■ Tarefa 1
No trecho sobre os efeitos da pandemia na educação e na moradia, que exame teve alta taxa de abstenção no ano passado?
■ Tarefa 2
Por favor, retome o trecho sobre os efeitos da pandemia na educação e na moradia a partir do ponto em que ele termina.

■ Trecho do documento
+-------+
As crianças mais velhas enfrentam problemas semelhantes, embora em fase menos determinante da vida. Sobretudo em regiões remotas do país, a falta de acesso à internet se mostrou um grande entrave. Essas crianças e adolescentes também dependeram mais dos pais para ajudar com as lições on-line, mas muitas vezes os adultos também têm baixa escolaridade e não conseguem oferecer a ajuda necessária. A alta taxa de abstenção do Exame Nacional do Ensino Médio (Enem) do ano passado é um indício do forte impacto sofrido pelos estudantes de classe baixa.

“Vimos com muita clareza, nesse período, que a realização das atividades educacionais varia de acordo com a escolaridade dos pais, a raça, a renda e outros fatores que expressam a desigualdade no Brasil. Para lidar com tantos problemas, vai ser preciso adotar políticas públicas efetivas e voltadas para as populações mais afetadas”, afirma Menezes.

Mesmo com a pandemia ainda em curso, o economista argumenta que é necessário começar a tomar atitudes que igualem as oportunidades dos estudantes, desde o saneamento básico até o acesso à internet. “É preciso se precaver, para que o próximo choque, que pode ser uma recessão ou outra pandemia, não provoque um aumento tão grande das desigualdades”, diz.

A habitação é tratada no capítulo “Políticas de Moradia em Momentos de Crise: A Centralidade do Aluguel”, assinado por Firpo e a coordenadora do Núcleo de Questões Urbanas do Centro de Regulação e Democracia do Insper, Bianca Tavolari. Segundo ela, as falhas no setor habitacional brasileiro também se tornaram rapidamente visíveis durante a pandemia, com famílias inteiras se encontrando subitamente na posição de não conseguir pagar o aluguel, correndo o risco de serem despejadas em pleno período de isolamento social.
+-------+
■ Registros de dados
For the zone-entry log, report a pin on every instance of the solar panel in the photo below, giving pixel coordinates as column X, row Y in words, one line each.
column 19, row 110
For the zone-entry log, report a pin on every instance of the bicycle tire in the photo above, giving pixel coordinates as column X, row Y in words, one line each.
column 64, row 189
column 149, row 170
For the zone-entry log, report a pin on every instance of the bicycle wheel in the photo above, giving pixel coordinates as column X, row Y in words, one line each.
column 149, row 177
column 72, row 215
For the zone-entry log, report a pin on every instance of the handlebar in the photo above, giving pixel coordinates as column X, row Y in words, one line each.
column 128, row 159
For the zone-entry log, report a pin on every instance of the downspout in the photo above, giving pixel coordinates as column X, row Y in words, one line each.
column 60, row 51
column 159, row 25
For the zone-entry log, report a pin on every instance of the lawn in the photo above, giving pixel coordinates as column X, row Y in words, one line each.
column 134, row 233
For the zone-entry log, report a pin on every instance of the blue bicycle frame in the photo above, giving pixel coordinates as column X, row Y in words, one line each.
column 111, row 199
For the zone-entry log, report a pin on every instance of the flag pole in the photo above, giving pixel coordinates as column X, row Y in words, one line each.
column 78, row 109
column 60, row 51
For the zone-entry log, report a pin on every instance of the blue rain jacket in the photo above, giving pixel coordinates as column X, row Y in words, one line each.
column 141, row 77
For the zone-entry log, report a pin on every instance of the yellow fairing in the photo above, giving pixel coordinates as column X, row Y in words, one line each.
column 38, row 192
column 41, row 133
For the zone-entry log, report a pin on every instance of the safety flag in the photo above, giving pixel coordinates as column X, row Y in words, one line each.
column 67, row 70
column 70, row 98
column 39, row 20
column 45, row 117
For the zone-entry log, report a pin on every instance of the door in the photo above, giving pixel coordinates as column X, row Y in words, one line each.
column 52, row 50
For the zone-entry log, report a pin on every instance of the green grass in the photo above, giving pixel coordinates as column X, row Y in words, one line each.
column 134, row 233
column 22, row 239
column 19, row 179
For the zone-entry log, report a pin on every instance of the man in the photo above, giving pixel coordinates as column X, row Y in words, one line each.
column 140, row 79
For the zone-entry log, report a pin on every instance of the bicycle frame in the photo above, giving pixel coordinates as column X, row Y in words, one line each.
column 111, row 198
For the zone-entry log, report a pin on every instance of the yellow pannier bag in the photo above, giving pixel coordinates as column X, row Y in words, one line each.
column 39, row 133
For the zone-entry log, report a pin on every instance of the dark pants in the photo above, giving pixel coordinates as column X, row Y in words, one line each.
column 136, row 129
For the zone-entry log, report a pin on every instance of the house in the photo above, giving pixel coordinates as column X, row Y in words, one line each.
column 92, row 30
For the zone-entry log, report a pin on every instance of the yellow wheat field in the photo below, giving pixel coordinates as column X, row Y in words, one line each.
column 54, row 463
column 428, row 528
+-------+
■ Sua resposta 1
O Exame Nacional do Ensino Médio (Enem).

■ Sua resposta 2
Para tentar estabelecer regras transitórias dos contratos de locação durante a crise sanitária, começou a tramitar já em março do ano passado, nas duas casas do Congresso, o projeto de lei 1.179/20, sancionado em junho como lei 14.010/20. Entre outras medidas, a lei incluía a suspensão de despejos até 30 de outubro; o veto presidencial à suspensão foi derrubado em agosto.

“O que ficou claro, ao longo desse processo, é que faltavam aos deputados e senadores os dados para tomar decisões na tramitação do projeto de lei. Não havia um cenário, uma fotografia de quem paga e recebe aluguel no Brasil”, afirma Bianca. Diante da escassez dos dados, sua equipe se dedicou a traçar o perfil das pessoas que têm gastos ou rendas de aluguel, por meio da Pesquisa de Orçamentos Familiares de 2018. O que a pesquisa encontrou foi mais um campo em que a desigualdade se agrava na pandemia.

“A maior parte das famílias não mora de aluguel no Brasil, mas o grupo que recebe dinheiro de locação se concentra entre as mais ricas, enquanto quem compromete parte da renda pagando aluguel são as famílias de renda mais baixa”, aponta a autora.

“No Brasil, quando se pensa em políticas de habitação, em geral elas dizem respeito à construção de moradias. Mas é preciso também pensar nas pessoas que não são proprietárias”, afirma Bianca, lembrando que a pandemia introduziu um contingente novo de vulneráveis, na figura das famílias que podiam pagar aluguel e se veem subitamente impossibilitadas de cumprir os compromissos.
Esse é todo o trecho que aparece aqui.